[Entries from a point annotation set]
○ ○ ○
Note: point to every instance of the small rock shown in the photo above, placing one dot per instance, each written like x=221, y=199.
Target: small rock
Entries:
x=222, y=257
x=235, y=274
○ ○ ○
Set problem:
Reproduce every line of the material above, requests included, and shift each coordinate in the answer points by adding 45 to both its x and y values.

Exercise answer:
Note: point to every instance of the small rock shown in the photo above, placing one dot per instance, each written like x=221, y=199.
Target: small rock
Entries:
x=267, y=302
x=280, y=319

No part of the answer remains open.